++++ PROVIDED TEXT

1. Overview
This is a sample service for managing assets.
1.3. License information
License: Apache 2.0 License URL: http://www.apache.org/licenses/LICENSE-2.0.html
2. Background
The asset Web services consist of RESTful services fronting a distributed database. Copies of the service would be deployed to all data centers. The services are stateless and should be scaled horizontally behind load balancers. Each data center would maintain a full copy of all data, preferably three copies as availability is a stated priority. Communication between the services and data nodes is configurable based upon consistency requirements. However, in the most likely configuration, the asset Web services would read and write only to data nodes in the local data center. Data nodes would be responsible for replicating writes across data centers.
2.1. Database Recommendation
Requirements prioritize availability and partition tolerance above consistency and explicitly state that eventual consistency is acceptable/expected. Cassandra is well-suited to these requirements. Many distributed databases use master/slave replication which have worse write performance and more complex failure characteristics. Cassandra is data center aware and provides a replication approach that has been validated by numerous internet scale companies such as Netflix and Facebook. I have never used Cassandra before, but preliminary research pointed me in that direction. I then read Cassandra High Availability and became more confident in the choice. The limited prototype works well.

++++++++
++++ GIVEN DATA

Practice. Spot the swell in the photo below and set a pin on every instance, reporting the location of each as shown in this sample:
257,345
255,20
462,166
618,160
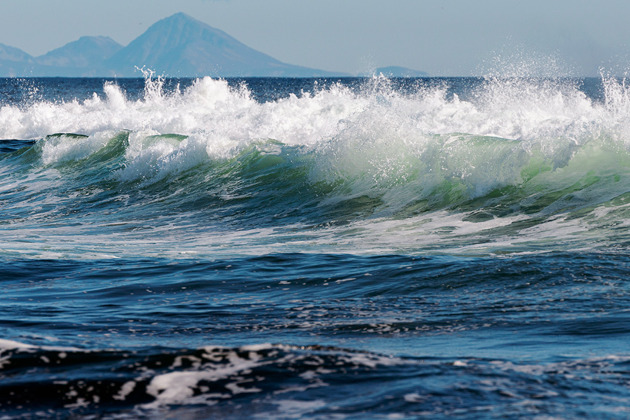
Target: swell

++++++++

### TASK REQUIREMENTS:
**1)** In the asset service overview, how many copies of all data should each data center preferably maintain?
**2)** Based on the asset service overview, explain why Cassandra is recommended over distributed databases that rely on master/slave replication.

### FULL SOLUTIONS:
**1)** Three copies.

**2)** The requirements put availability and partition tolerance ahead of consistency and accept eventual consistency, and Cassandra is well-suited to those priorities. Master/slave replication has worse write performance and more complex failure characteristics. Cassandra, by contrast, is data center aware, and Netflix and Facebook have validated its replication approach at internet scale.